_Stated exercise_.
Repeat exactly, and only, the lines from the line containing "of the arched" through the last line of the records below, including both.

-- Begin Entries provided --

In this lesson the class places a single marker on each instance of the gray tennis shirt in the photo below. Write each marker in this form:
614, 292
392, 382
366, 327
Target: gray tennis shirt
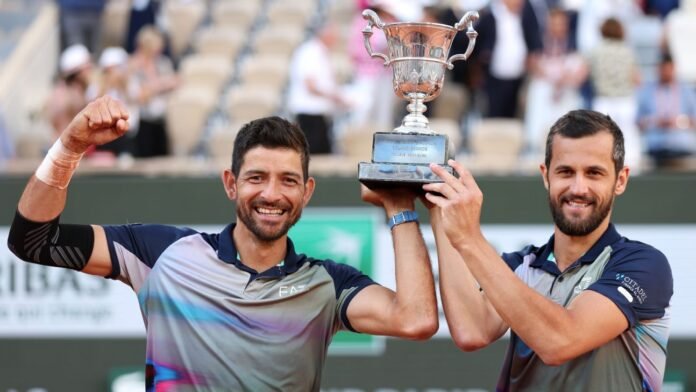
214, 324
637, 278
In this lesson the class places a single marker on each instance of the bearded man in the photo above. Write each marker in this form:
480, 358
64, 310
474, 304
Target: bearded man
589, 310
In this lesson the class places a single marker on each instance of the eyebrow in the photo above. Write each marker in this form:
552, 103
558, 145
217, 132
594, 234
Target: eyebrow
252, 172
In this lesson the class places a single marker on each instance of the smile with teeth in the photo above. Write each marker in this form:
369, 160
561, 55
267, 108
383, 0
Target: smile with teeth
270, 211
578, 204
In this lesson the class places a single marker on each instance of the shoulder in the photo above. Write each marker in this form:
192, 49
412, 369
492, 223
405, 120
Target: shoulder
631, 251
515, 259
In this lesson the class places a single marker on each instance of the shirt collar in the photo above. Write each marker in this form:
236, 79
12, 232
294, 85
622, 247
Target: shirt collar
227, 252
609, 237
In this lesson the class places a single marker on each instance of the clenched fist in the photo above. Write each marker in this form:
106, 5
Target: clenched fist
101, 121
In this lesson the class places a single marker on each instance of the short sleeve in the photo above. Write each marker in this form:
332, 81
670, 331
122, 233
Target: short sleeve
348, 282
135, 248
515, 259
639, 283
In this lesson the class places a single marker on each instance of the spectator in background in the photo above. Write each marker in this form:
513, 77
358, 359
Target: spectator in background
667, 116
659, 7
80, 22
372, 88
143, 13
508, 40
154, 76
615, 76
555, 81
69, 94
313, 96
7, 150
113, 80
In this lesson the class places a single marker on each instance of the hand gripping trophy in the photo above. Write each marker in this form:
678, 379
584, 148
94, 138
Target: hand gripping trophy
418, 56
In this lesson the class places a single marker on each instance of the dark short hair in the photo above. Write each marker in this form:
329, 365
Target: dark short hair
270, 132
612, 29
581, 123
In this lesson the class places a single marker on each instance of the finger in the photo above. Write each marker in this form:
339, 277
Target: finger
93, 116
436, 200
447, 177
103, 107
465, 176
118, 109
442, 188
122, 126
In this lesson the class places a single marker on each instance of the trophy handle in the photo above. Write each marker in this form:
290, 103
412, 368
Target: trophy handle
372, 20
467, 20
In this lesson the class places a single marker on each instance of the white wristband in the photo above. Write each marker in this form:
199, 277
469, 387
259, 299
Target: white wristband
58, 166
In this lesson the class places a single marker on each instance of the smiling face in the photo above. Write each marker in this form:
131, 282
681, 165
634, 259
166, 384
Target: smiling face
270, 191
582, 182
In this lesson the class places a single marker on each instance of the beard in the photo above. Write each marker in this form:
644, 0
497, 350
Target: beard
579, 227
263, 232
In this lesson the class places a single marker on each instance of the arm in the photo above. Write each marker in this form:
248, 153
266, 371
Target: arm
36, 235
411, 311
472, 320
555, 333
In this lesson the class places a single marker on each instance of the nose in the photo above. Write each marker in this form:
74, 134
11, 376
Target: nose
272, 191
579, 186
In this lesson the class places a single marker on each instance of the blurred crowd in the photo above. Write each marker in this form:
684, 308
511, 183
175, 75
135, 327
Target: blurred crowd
533, 61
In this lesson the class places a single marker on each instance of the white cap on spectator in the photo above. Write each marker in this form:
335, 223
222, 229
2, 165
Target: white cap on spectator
403, 10
73, 59
113, 56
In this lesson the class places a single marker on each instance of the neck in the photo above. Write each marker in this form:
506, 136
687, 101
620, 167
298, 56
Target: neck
257, 254
567, 249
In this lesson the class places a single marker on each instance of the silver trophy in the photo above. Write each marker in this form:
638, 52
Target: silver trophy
418, 56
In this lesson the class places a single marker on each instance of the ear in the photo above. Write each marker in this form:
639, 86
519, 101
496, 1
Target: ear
309, 191
230, 184
544, 175
621, 181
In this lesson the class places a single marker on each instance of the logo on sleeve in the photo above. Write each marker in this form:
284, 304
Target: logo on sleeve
284, 291
631, 289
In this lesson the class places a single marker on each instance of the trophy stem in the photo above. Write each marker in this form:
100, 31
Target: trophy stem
415, 121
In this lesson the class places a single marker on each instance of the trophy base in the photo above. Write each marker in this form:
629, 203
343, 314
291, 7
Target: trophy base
395, 175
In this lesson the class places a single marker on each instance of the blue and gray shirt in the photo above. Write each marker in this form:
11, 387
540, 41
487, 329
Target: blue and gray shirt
637, 278
214, 324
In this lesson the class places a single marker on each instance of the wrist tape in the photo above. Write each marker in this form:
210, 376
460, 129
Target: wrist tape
58, 166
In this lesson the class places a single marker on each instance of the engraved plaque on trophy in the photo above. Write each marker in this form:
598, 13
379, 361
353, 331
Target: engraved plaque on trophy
418, 54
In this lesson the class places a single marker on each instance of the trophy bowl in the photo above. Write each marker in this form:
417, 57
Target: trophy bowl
418, 54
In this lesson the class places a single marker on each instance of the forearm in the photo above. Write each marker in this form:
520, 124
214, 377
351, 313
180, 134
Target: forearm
40, 202
542, 324
472, 321
414, 306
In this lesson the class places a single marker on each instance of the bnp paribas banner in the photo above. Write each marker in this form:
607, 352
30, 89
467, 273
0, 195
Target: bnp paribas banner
38, 301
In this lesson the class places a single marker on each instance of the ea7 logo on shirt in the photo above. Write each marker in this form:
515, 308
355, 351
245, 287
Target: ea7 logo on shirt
284, 291
585, 282
630, 288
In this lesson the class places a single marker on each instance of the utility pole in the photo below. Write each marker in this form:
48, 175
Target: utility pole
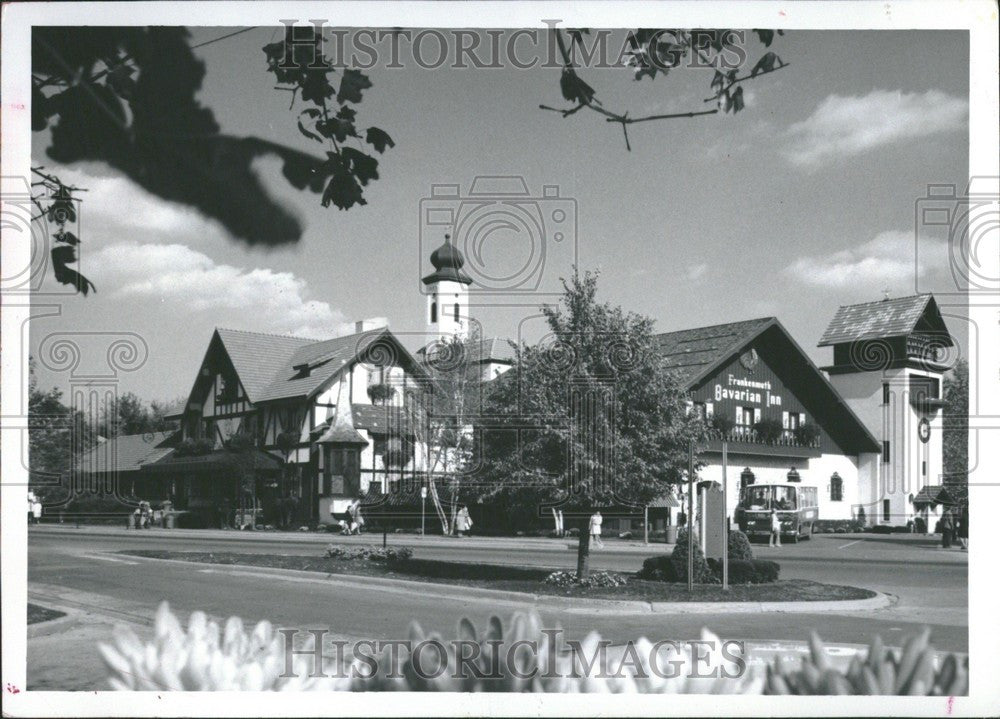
423, 505
691, 516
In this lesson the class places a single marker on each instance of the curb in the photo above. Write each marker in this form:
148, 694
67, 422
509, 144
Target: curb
40, 629
577, 605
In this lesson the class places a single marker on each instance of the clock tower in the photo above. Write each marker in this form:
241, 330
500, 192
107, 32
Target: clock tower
447, 294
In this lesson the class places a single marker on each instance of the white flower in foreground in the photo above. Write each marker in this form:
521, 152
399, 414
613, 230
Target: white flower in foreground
204, 658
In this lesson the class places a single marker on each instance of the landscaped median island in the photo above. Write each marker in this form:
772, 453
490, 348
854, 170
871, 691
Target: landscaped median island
398, 563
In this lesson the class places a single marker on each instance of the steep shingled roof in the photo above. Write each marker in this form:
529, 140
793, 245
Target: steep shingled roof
258, 357
691, 352
883, 318
125, 453
322, 359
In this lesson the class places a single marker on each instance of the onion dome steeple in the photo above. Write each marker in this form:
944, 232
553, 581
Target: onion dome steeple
448, 261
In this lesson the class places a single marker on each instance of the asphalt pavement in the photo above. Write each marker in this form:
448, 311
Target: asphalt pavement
81, 570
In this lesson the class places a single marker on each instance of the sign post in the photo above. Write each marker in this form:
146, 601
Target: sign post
423, 505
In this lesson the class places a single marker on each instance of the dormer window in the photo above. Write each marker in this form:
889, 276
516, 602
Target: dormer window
229, 389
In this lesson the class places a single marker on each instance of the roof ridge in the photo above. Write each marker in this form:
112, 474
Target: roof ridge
720, 324
889, 299
271, 334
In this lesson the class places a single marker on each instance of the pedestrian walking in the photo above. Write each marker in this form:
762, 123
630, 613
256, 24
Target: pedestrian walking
596, 520
775, 538
963, 527
947, 528
463, 522
557, 519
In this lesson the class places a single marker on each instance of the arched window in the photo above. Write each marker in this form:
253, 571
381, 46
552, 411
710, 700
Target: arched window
836, 488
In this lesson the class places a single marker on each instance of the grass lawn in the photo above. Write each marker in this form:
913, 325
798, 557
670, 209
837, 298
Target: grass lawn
38, 614
522, 579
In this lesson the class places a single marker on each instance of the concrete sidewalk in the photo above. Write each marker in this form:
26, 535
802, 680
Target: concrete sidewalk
322, 538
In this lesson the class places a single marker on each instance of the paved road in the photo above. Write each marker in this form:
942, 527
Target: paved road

-- End Entries provided --

_Solution to this exercise_.
In this lesson the class places a single marker on each instance of the arched window in the photo above. Write each marker in this form:
253, 571
381, 46
552, 411
710, 700
Target: arched window
836, 488
In this lesson the class places a single marker on each instance of the grass lawn in the photo above. Write each marker in this form:
913, 325
798, 557
670, 209
837, 298
Target: grass lawn
38, 614
522, 579
In this lesson the class places a single marker on each instance of the concrete sidewalk in the photo above. Write each marker in this form:
26, 535
802, 680
Target: concrete sidewalk
322, 538
In this lesson the class places a single marker on each instance of the paved road in the photo above. Write each marker in this form:
942, 527
Target: paved road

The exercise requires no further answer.